═══ TEXT PASSAGE
Ahmadinejad belongs to the mainstream of Shi’a Islam, known as “Twelvers.” They recognize a historical succession of Imams, connected by family ties, commencing with Muhammad and concluding with the 12th Imam. This God-favored line of Imams was appointed to lead the Islamic community, and they were better equipped to do so than any others (including the Sunni Caliphs).

The 12th Imam, Muhammad al-Mahdi, was born around 868, at a time of great persecution of Shi’a Muslims by the Sunni majority. His father, the 11th Imam, Hassan al-Askari, kept the birth a secret in order to protect his newborn son. As one modern Shi’a writer describes the child:

[God] endowed him with wisdom as He had endowed John the Baptist while still a boy. He made him an Imam while still in the state of apparent childhood just as He made Jesus, son of Mary, a prophet in the cradle. The nomination of him had been given earlier to the community of Islam by [Muhammad] the Prophet of guidance . . .2

At the age of six, on the death of his father, the boy appeared in public to claim the Imamate, but he promptly disappeared from view again for reasons of self-preservation. For the next 70 years he functioned as Imam and guided his community via four intermediaries. This period is known as the Lesser Occultation (“hiddenness”).3 Then, around 941, the 12th Imam announced the impending death of the final intermediary, Abul Hasan Ali ibn Muhammad al-Samarri. Henceforth, the Greater Occultation4 would be in force, until the reappearance of the 12th Imam in the end of times.

Twelver Shi’as believe the Imam is alive today, but invisible, like the sun behind the clouds. They also believe that communication with the 12th Imam during the Greater Occultation is possible, so letters of request are left for him at certain sites, such as the 1000-year-old Jamkaran shrine in the holy city of Qom. His “messianic” return will bring order from chaos and righteousness from unbelief.5

President Ahmadinejad seems to think that the time is ripe for the 12th Imam’s reappearance and that, as president, he should play a role in opening the way for his return. He is reported to have said in one of his cabinet sessions, “We have to turn Iran into a modern, and divine country to be the model for all nations, and which will also serve as the basis for the return of the twelfth Imam.”6

Progressive cleric Ayatollah Hossein Ali Montazeri, an opponent of Ahmadinejad, who has been under house arrest, warns that “Using the 12th imam for political purposes and telling people to prepare the streets to await his return is wrong and a misuse of Islam. Nobody knows when he is going to return.”7 However, there is little sign that Ahmadinejad takes notice of such criticism. Instead, he seems to believe that the hand of God is guiding him to trigger a series of cataclysmic events which could precipitate the return of the 12th Imam. Only time will tell if this is his true conviction; but if he does hold such a view, his possession of nuclear weapons is a particularly alarming prospect.
══════
═══ RECORD LIST
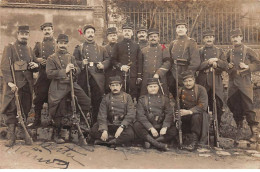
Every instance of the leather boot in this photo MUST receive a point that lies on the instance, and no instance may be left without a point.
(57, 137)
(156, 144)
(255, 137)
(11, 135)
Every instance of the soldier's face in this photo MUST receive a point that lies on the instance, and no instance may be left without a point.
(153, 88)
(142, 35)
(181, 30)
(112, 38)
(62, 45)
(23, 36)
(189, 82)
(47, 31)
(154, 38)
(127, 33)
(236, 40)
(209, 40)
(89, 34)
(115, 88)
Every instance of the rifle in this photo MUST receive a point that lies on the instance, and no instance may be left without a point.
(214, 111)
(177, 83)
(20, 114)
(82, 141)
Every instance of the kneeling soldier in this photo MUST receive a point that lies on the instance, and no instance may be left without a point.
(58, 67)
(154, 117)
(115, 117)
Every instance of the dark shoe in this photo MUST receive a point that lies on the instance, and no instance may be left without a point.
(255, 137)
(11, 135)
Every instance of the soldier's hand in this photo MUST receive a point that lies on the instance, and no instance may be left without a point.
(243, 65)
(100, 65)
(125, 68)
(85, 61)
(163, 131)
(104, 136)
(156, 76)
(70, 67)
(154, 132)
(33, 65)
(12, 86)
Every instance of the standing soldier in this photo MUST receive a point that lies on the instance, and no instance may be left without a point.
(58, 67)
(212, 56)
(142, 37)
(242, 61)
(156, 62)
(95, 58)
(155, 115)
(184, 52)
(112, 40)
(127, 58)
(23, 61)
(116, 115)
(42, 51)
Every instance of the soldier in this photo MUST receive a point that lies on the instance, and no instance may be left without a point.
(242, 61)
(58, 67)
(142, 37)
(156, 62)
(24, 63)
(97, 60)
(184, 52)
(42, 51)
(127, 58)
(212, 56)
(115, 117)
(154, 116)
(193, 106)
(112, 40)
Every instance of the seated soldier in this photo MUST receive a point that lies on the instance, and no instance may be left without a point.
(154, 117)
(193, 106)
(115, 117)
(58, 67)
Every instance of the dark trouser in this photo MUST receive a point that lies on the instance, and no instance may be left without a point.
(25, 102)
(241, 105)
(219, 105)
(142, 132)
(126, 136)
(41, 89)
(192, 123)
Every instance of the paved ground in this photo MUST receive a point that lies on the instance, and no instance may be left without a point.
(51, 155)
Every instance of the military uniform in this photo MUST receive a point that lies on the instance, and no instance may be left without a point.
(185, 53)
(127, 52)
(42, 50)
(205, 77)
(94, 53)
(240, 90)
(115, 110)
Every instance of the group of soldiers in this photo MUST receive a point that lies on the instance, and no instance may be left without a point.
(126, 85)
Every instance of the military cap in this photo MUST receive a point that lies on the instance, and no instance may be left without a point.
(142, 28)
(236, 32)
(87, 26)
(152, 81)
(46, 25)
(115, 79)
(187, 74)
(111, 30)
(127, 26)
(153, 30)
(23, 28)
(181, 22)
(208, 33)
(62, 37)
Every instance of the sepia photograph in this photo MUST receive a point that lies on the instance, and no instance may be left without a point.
══════
**EXERCISE TASKS:**
• 1. According to the passage on the 12th Imam, around what year was Muhammad al-Mahdi born?
• 2. Pick up the passage on the 12th Imam after its final sentence and keep writing.
You won't need the rows for this.

**RESPONSE LIST:**
• 1. Around 868.

• 2.
 
Footnotes:
 
1  Anton La Guardia, “Divine Mission Driving Iran’s New Leader,” The Telegraph, January 14, 2006, http://www.telegraph.co.uk/news/main.jhtml?xml=/news/2006/01/14/wiran14.xml&sSheet=/news/2006/01/14/ixworld.html (accessed April 18, 2006).
 
2  Ali Abbas, “The 12th Imam,” The Islamic Centre Website, http://www.islamicentre.org/articles/mahdi1.htm (accessed April 18, 2006).
 
3  Ghaybat al-Sughra.
 
4  Ghaybat al-Sughra.
 
5  As indicated in the following Shi’a tradition of Muhammad’s words: (Wikipedia: The Free Encyclopedia, s.v. “Muhammad al-Mahdi,” http://en.wikipedia.org/wiki/Muhammad_al_Mahdi (accessed April 18, 2006).

During the last times, my people will be afflicted with terrible and unprecedented calamities and misfortunes from their rulers, so much so that this vast earth will appear small to them. Persecution and injustice will engulf the earth. The believers will find no shelter to seek refuge from these tortures and injustices. At such a time, God will raise from my progeny a man who will establish peace and justice on this earth in the same way as it had been filled with injustice and distress.
6  Hossein Bastani, “Ahmadinejad in Touch with the 12th Imam,” Rooz Online, December 11, 2005, http://roozonline.com/11english/012416.shtml (accessed April 18, 2006).
 
7  Robert Tait, “President Leads the Faithful Awaiting Return of 12th Imam,” Guardian Unlimited, February 21, 2006, http://www.guardian.co.uk/iran/story/0,,1714431,00.html (accessed April 18, 2006).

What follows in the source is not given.